WHAT YOU ARE ASKED TO DO:
Rewrite the records starting at the line that contains "mark the concrete porch" and ending at the line that contains "(1165, 633)", changing "downspout" to "drainpipe" and keeping everything else the same.

Rows from a dataset:
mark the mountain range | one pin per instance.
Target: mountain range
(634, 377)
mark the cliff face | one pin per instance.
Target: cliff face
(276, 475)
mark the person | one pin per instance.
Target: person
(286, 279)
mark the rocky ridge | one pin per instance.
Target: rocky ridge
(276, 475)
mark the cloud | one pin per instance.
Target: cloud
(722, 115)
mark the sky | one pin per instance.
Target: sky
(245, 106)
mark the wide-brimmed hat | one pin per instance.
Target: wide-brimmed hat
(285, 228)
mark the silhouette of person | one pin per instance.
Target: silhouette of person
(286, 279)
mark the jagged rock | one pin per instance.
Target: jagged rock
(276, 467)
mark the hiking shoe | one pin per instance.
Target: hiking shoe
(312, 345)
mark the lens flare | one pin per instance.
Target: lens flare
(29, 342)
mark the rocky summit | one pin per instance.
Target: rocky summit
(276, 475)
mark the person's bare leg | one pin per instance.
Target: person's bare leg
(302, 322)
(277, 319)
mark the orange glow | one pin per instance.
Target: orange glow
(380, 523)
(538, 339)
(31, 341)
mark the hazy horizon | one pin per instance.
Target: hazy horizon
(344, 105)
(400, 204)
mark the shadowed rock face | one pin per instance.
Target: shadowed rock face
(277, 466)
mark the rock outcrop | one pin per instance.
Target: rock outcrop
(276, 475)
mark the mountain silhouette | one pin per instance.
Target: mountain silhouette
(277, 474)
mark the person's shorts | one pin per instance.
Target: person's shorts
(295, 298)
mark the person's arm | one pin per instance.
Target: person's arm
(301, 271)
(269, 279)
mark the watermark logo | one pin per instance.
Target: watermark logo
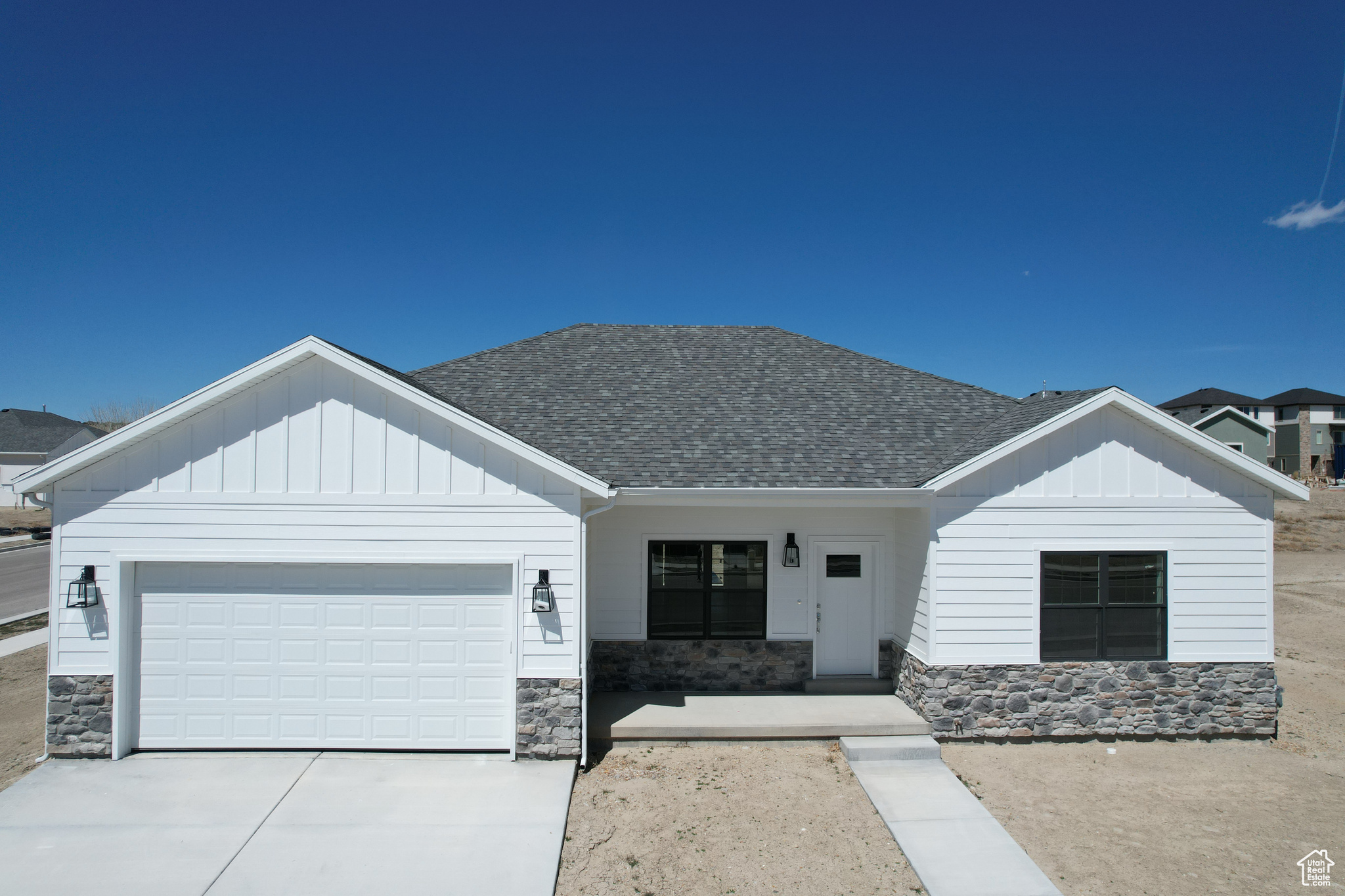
(1317, 868)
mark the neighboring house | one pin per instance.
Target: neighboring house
(1196, 406)
(1308, 425)
(32, 438)
(1237, 430)
(323, 553)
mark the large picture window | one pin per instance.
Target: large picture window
(1103, 606)
(707, 590)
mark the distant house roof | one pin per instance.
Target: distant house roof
(1212, 396)
(35, 431)
(1229, 413)
(728, 408)
(1305, 396)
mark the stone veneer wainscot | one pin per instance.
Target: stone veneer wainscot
(548, 717)
(1091, 699)
(79, 716)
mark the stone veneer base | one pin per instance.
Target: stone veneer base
(548, 717)
(701, 666)
(79, 716)
(1091, 699)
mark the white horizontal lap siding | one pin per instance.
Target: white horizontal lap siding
(318, 461)
(619, 567)
(1106, 482)
(911, 622)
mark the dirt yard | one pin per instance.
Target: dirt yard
(23, 710)
(726, 820)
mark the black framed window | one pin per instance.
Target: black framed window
(707, 590)
(1105, 606)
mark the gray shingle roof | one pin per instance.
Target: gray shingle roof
(1305, 396)
(1212, 396)
(721, 406)
(1029, 413)
(34, 431)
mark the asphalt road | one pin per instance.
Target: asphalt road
(23, 581)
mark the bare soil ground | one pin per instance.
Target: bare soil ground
(726, 820)
(11, 516)
(1313, 526)
(23, 712)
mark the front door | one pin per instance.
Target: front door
(845, 634)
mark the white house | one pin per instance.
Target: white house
(319, 551)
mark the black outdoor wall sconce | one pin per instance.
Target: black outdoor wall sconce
(544, 599)
(84, 591)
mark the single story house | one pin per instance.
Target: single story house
(319, 551)
(1238, 431)
(32, 438)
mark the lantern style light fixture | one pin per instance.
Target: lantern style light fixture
(84, 591)
(544, 599)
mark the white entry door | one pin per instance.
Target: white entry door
(250, 656)
(845, 636)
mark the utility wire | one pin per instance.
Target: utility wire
(1331, 156)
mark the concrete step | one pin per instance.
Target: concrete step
(848, 684)
(888, 748)
(748, 716)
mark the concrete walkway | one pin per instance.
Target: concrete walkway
(23, 641)
(294, 824)
(747, 716)
(951, 842)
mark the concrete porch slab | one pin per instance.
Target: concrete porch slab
(748, 716)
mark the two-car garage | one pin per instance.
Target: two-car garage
(245, 656)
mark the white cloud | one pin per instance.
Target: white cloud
(1305, 215)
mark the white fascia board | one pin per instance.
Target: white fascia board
(772, 498)
(309, 347)
(1232, 412)
(1208, 445)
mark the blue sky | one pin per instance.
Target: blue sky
(1002, 194)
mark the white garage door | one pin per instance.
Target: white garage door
(337, 656)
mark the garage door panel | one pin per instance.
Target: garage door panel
(255, 670)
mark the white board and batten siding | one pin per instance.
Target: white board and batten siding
(317, 459)
(1109, 481)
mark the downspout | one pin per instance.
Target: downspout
(584, 628)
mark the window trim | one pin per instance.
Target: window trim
(648, 561)
(1165, 633)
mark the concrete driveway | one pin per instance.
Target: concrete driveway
(24, 581)
(287, 824)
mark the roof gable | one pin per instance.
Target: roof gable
(208, 422)
(1231, 413)
(37, 431)
(1201, 445)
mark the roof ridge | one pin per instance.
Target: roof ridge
(496, 349)
(1023, 405)
(903, 367)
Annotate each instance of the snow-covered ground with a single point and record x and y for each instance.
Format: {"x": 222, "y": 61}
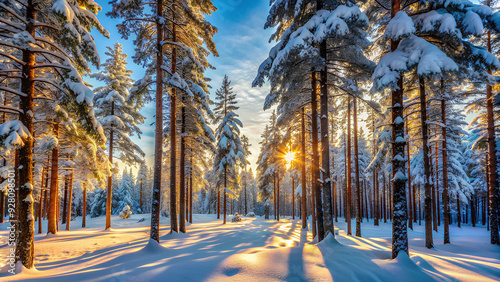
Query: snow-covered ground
{"x": 252, "y": 250}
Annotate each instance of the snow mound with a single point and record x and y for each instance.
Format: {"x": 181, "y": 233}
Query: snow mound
{"x": 153, "y": 247}
{"x": 236, "y": 218}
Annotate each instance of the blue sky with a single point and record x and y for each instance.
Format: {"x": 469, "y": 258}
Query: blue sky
{"x": 242, "y": 44}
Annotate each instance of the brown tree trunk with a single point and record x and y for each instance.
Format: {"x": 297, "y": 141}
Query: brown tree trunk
{"x": 444, "y": 150}
{"x": 349, "y": 167}
{"x": 182, "y": 167}
{"x": 54, "y": 186}
{"x": 40, "y": 202}
{"x": 293, "y": 198}
{"x": 140, "y": 196}
{"x": 356, "y": 165}
{"x": 110, "y": 177}
{"x": 191, "y": 171}
{"x": 399, "y": 228}
{"x": 434, "y": 193}
{"x": 225, "y": 187}
{"x": 278, "y": 195}
{"x": 303, "y": 167}
{"x": 410, "y": 208}
{"x": 65, "y": 200}
{"x": 428, "y": 191}
{"x": 438, "y": 205}
{"x": 218, "y": 203}
{"x": 494, "y": 190}
{"x": 84, "y": 212}
{"x": 25, "y": 225}
{"x": 316, "y": 185}
{"x": 2, "y": 205}
{"x": 158, "y": 150}
{"x": 70, "y": 197}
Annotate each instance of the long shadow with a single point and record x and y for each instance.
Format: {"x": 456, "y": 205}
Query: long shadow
{"x": 202, "y": 255}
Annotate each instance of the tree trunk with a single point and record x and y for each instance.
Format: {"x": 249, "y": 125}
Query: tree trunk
{"x": 433, "y": 191}
{"x": 65, "y": 200}
{"x": 110, "y": 177}
{"x": 349, "y": 167}
{"x": 25, "y": 224}
{"x": 293, "y": 198}
{"x": 182, "y": 168}
{"x": 278, "y": 195}
{"x": 444, "y": 151}
{"x": 218, "y": 203}
{"x": 245, "y": 187}
{"x": 384, "y": 198}
{"x": 316, "y": 185}
{"x": 40, "y": 203}
{"x": 325, "y": 148}
{"x": 140, "y": 195}
{"x": 2, "y": 205}
{"x": 356, "y": 164}
{"x": 428, "y": 192}
{"x": 54, "y": 186}
{"x": 70, "y": 197}
{"x": 399, "y": 228}
{"x": 225, "y": 187}
{"x": 303, "y": 167}
{"x": 410, "y": 208}
{"x": 84, "y": 212}
{"x": 438, "y": 213}
{"x": 191, "y": 190}
{"x": 494, "y": 191}
{"x": 156, "y": 197}
{"x": 275, "y": 197}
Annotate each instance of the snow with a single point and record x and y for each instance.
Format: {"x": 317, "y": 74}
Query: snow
{"x": 62, "y": 7}
{"x": 254, "y": 250}
{"x": 399, "y": 27}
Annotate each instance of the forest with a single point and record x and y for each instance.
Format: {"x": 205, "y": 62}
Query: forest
{"x": 376, "y": 125}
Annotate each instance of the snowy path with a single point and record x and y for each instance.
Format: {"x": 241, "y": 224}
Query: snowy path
{"x": 255, "y": 250}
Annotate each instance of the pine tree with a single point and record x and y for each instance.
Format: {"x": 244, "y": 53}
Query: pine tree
{"x": 52, "y": 36}
{"x": 118, "y": 113}
{"x": 230, "y": 151}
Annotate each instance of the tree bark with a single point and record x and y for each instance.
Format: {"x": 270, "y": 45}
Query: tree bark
{"x": 316, "y": 185}
{"x": 70, "y": 197}
{"x": 494, "y": 190}
{"x": 65, "y": 200}
{"x": 182, "y": 167}
{"x": 84, "y": 212}
{"x": 40, "y": 202}
{"x": 303, "y": 167}
{"x": 428, "y": 191}
{"x": 156, "y": 197}
{"x": 191, "y": 190}
{"x": 349, "y": 168}
{"x": 325, "y": 147}
{"x": 218, "y": 203}
{"x": 278, "y": 195}
{"x": 25, "y": 224}
{"x": 356, "y": 164}
{"x": 110, "y": 177}
{"x": 225, "y": 187}
{"x": 54, "y": 186}
{"x": 410, "y": 208}
{"x": 444, "y": 150}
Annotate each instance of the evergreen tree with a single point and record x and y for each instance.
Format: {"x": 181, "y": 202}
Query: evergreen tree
{"x": 118, "y": 112}
{"x": 230, "y": 151}
{"x": 54, "y": 36}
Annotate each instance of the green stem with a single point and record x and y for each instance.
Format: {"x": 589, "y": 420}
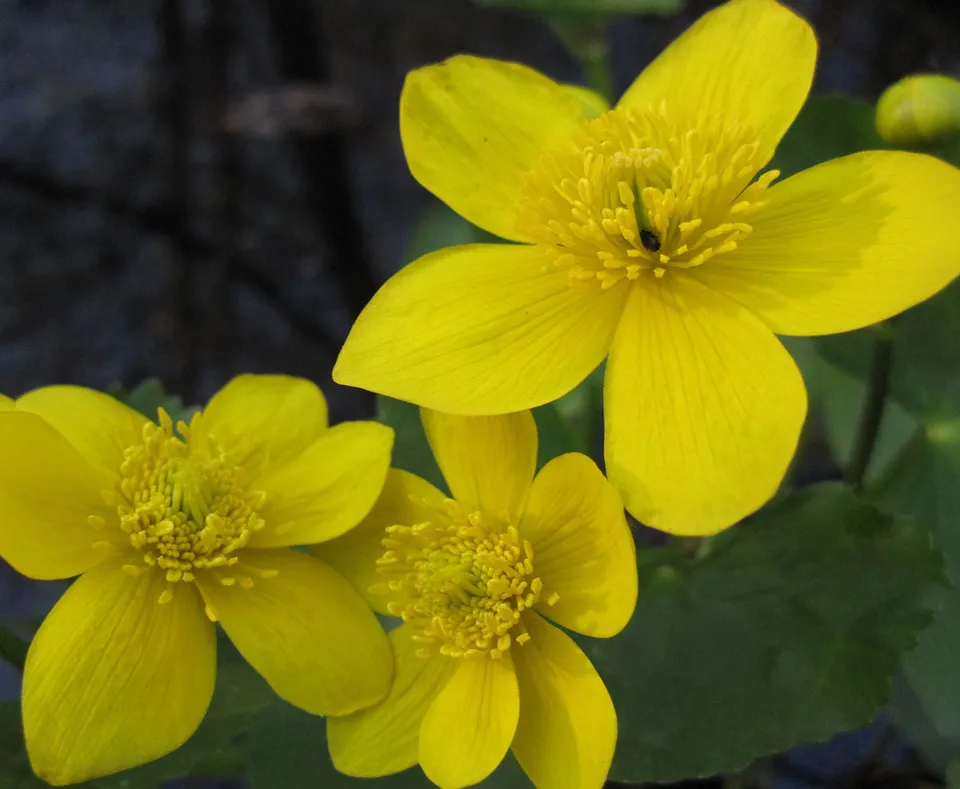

OUTPUT OF THE TASK:
mark the concrete porch slab | one pin per instance.
Target: concrete porch slab
(748, 716)
mark the two-car garage | one pin per instance.
Target: two-car garage
(245, 656)
mark the white cloud | one pin per instance.
Target: white cloud
(1305, 215)
mark the white fascia board | one pin per instance.
Target: white fascia board
(772, 498)
(309, 347)
(1232, 412)
(1208, 445)
mark the blue sky | one pin per instance.
Target: blue sky
(1002, 194)
mark the white garage door | one pin per instance.
Target: white garage door
(337, 656)
mark the garage door panel | one pin per instance.
Target: garage door panel
(255, 670)
mark the white board and batten siding | one pin per instance.
Target: white board and batten siding
(317, 459)
(1109, 481)
mark the drainpipe | one pin per instance.
Target: drainpipe
(584, 628)
mark the window trim | one pin per instance.
Target: window trim
(648, 561)
(1165, 633)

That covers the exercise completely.